> Short task
Only the lines from the one containing "Target: black shoe sole" through the final line of the material below should be output, exactly as they stand.

> Raw records
____

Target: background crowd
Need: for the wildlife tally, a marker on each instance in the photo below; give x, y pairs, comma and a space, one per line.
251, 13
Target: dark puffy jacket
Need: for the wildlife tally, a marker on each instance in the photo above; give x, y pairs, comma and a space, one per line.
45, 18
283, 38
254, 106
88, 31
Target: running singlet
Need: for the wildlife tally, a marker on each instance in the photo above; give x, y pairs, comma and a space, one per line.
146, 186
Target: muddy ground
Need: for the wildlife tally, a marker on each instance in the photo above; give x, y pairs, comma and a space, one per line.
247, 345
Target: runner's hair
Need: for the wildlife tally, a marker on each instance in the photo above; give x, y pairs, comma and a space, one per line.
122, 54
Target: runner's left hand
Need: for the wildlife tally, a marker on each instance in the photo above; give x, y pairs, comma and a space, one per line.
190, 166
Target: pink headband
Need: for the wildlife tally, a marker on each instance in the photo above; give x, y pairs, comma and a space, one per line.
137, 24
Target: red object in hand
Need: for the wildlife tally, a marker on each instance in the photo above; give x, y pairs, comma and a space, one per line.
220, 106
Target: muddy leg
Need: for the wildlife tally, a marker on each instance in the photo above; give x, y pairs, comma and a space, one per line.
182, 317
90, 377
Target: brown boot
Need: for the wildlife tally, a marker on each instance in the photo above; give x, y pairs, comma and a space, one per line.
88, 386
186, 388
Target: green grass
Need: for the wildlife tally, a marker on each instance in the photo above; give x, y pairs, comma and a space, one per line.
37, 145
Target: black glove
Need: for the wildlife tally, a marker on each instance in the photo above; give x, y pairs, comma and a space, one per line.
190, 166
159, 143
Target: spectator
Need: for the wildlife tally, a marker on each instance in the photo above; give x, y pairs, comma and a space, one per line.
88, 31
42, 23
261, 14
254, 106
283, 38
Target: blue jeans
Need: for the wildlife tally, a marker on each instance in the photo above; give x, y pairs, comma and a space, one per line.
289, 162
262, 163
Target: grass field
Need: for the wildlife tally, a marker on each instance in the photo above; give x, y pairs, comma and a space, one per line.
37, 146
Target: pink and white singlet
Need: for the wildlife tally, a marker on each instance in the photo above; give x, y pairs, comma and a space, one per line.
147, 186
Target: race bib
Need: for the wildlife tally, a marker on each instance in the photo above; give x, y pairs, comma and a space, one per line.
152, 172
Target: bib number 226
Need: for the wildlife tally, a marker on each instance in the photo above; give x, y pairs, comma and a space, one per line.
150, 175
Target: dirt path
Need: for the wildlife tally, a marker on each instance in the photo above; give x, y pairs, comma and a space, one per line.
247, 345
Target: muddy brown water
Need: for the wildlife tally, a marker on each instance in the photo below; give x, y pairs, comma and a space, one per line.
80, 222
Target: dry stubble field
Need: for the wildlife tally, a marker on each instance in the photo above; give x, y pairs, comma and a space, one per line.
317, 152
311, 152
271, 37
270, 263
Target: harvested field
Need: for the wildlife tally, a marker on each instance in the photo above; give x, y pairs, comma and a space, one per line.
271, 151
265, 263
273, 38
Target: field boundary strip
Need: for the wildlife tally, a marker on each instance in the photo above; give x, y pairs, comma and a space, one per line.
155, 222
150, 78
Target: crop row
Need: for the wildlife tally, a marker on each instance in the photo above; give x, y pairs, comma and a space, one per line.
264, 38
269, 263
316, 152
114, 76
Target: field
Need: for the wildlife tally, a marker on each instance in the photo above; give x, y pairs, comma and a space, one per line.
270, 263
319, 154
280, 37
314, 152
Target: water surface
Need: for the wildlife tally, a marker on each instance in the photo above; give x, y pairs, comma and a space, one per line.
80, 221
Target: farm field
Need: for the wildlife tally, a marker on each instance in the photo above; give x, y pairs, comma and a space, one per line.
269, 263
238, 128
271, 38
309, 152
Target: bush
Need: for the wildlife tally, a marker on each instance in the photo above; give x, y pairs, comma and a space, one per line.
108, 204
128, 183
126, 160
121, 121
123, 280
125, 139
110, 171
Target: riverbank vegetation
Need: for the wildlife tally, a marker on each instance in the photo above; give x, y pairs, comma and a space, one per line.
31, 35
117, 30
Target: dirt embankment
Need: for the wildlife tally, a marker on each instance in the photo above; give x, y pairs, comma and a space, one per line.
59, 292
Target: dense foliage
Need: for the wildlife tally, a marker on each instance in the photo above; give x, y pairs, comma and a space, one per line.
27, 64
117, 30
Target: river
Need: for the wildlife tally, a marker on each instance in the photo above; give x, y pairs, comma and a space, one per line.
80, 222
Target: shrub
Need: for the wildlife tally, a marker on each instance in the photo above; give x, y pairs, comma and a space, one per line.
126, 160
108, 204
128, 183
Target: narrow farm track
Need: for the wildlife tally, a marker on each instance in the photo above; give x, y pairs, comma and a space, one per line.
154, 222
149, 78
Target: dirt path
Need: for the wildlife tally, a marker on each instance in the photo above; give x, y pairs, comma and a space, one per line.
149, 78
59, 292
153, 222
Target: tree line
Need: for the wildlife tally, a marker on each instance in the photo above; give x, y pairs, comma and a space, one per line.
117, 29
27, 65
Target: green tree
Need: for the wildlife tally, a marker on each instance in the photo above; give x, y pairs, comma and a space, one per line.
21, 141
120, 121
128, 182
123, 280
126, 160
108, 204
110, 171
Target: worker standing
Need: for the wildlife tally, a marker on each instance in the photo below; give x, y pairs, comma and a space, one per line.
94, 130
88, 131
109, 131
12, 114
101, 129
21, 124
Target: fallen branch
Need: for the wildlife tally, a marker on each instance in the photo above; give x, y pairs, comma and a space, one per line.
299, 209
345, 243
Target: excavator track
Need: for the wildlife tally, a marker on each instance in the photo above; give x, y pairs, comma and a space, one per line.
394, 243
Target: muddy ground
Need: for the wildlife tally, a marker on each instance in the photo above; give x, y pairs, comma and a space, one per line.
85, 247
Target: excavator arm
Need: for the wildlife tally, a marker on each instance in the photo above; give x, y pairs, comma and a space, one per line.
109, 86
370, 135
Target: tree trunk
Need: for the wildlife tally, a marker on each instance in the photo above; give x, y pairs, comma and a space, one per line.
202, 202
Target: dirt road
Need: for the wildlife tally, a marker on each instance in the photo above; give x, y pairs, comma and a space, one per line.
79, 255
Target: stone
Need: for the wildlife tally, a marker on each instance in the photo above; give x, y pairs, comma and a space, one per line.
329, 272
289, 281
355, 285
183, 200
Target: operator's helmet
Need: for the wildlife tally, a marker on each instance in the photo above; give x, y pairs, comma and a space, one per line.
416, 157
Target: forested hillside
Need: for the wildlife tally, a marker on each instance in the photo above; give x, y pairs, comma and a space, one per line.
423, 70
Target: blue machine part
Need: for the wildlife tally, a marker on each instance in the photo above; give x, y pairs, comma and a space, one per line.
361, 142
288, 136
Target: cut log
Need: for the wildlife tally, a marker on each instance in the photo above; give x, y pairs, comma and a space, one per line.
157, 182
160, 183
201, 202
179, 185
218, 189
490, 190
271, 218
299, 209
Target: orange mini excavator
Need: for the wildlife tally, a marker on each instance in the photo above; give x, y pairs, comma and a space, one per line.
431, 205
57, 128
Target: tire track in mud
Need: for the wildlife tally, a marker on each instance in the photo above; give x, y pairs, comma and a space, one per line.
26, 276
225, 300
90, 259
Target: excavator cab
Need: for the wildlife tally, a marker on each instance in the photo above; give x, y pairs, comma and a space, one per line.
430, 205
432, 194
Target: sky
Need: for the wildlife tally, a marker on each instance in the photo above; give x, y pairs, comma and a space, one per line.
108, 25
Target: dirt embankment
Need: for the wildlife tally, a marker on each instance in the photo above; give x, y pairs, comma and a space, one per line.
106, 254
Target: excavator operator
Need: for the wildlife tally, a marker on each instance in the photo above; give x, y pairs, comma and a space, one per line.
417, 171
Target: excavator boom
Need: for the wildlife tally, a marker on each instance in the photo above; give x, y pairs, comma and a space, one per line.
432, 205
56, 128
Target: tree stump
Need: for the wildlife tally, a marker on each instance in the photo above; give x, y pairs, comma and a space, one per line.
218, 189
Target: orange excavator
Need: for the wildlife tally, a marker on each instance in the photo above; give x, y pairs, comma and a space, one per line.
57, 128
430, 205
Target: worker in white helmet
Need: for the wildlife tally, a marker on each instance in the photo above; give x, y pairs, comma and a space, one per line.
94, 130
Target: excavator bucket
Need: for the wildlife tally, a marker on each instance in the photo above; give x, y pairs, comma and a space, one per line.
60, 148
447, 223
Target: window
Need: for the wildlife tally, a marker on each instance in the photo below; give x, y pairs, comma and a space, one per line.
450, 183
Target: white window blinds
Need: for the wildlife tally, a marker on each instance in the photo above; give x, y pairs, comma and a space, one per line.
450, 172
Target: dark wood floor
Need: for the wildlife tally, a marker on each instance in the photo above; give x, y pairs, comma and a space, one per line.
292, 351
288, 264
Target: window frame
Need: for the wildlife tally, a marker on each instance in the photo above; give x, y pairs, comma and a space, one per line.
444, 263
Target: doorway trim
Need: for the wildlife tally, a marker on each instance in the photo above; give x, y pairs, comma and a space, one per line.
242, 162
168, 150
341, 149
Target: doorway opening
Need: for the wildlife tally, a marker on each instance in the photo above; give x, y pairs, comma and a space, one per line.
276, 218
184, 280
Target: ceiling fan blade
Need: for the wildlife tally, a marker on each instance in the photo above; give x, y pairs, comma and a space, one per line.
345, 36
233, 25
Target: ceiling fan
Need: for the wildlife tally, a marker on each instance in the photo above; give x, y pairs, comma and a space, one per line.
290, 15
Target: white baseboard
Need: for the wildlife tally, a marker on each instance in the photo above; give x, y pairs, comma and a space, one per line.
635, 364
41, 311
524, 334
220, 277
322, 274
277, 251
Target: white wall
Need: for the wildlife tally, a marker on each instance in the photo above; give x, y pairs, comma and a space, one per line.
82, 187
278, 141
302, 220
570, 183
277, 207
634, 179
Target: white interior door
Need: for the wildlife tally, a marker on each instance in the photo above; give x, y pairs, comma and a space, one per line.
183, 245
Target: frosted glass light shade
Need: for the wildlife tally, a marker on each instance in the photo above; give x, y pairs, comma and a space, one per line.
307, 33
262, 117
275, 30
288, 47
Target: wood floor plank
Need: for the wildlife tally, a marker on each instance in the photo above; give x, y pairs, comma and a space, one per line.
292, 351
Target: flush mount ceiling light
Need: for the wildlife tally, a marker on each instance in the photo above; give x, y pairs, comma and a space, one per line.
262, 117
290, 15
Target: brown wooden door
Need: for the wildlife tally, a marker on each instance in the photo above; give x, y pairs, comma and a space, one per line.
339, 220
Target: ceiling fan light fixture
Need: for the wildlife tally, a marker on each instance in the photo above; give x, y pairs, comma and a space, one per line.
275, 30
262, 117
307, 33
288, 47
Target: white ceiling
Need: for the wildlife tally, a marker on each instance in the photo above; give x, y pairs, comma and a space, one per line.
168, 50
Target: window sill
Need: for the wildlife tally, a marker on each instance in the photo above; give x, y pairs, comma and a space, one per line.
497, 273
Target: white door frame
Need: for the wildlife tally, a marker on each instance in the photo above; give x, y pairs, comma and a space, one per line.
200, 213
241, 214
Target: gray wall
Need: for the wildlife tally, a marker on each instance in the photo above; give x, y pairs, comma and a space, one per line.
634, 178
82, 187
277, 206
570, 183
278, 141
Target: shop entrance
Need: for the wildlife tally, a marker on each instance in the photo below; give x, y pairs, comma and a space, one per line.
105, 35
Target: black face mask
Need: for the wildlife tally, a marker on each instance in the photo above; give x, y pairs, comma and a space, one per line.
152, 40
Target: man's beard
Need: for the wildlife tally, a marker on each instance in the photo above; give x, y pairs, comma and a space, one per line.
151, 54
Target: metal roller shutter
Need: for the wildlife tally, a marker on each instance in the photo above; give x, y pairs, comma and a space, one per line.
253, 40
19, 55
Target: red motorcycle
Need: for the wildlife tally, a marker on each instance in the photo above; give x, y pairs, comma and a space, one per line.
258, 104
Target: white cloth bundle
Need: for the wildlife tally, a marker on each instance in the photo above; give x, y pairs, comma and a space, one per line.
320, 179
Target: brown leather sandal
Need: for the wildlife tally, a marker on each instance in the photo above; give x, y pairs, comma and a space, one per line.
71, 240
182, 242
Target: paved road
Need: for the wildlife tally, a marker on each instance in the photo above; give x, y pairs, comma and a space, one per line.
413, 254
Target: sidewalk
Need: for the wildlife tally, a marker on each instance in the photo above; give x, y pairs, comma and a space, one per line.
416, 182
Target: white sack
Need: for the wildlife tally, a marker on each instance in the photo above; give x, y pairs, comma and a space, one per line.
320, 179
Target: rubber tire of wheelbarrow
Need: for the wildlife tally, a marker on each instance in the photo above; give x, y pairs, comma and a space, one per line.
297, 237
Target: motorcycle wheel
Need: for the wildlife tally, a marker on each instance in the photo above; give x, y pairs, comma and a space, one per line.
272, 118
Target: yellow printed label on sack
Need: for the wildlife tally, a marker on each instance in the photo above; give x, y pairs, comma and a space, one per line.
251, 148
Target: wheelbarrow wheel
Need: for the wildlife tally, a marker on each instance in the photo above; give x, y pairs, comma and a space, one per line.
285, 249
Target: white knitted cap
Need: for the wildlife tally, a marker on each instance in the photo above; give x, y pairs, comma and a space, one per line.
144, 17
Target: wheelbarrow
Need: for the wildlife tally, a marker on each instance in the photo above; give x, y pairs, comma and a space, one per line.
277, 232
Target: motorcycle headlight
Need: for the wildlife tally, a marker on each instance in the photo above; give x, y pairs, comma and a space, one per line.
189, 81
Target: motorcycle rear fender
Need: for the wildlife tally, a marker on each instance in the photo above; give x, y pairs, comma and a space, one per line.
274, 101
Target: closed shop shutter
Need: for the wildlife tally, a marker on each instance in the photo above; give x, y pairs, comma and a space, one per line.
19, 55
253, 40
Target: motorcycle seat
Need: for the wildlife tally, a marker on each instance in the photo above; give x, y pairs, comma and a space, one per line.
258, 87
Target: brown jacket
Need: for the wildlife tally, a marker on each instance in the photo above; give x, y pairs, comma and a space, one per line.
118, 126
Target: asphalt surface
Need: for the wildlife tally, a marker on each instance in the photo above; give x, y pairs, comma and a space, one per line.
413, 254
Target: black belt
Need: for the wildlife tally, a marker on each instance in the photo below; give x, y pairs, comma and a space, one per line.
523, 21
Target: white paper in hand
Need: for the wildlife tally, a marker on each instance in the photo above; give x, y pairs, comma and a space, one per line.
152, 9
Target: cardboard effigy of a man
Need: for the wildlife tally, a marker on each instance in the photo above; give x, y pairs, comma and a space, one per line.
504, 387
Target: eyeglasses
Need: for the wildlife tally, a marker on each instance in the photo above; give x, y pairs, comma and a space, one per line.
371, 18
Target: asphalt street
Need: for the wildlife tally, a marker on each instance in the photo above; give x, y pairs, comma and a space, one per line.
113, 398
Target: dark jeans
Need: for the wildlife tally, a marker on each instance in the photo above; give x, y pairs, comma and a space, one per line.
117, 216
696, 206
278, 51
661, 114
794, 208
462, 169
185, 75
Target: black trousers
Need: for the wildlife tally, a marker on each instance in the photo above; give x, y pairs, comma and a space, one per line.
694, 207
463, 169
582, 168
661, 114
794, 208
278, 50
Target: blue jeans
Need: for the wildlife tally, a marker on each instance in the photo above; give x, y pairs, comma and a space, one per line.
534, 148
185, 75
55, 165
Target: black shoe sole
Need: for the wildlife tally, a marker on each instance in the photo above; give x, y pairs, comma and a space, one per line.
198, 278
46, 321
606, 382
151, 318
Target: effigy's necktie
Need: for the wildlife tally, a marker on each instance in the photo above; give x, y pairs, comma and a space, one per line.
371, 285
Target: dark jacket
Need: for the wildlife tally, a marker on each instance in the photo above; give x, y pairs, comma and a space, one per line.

____

> Solution
Target: black shoe sole
Need: for the wildlife tally, a marker on each instance in the photo above; give x, y pairs, comma and a space, one per line.
198, 278
46, 321
606, 382
151, 318
Target: effigy's necktie
Need: for the wildlife tally, a marker on each instance in the photo above; give x, y pairs, comma and a space, one per line.
371, 285
Target: dark jacket
Need: for the wildlife tally, a marker on each instance in the photo above; give x, y pairs, comma and a space, one per line.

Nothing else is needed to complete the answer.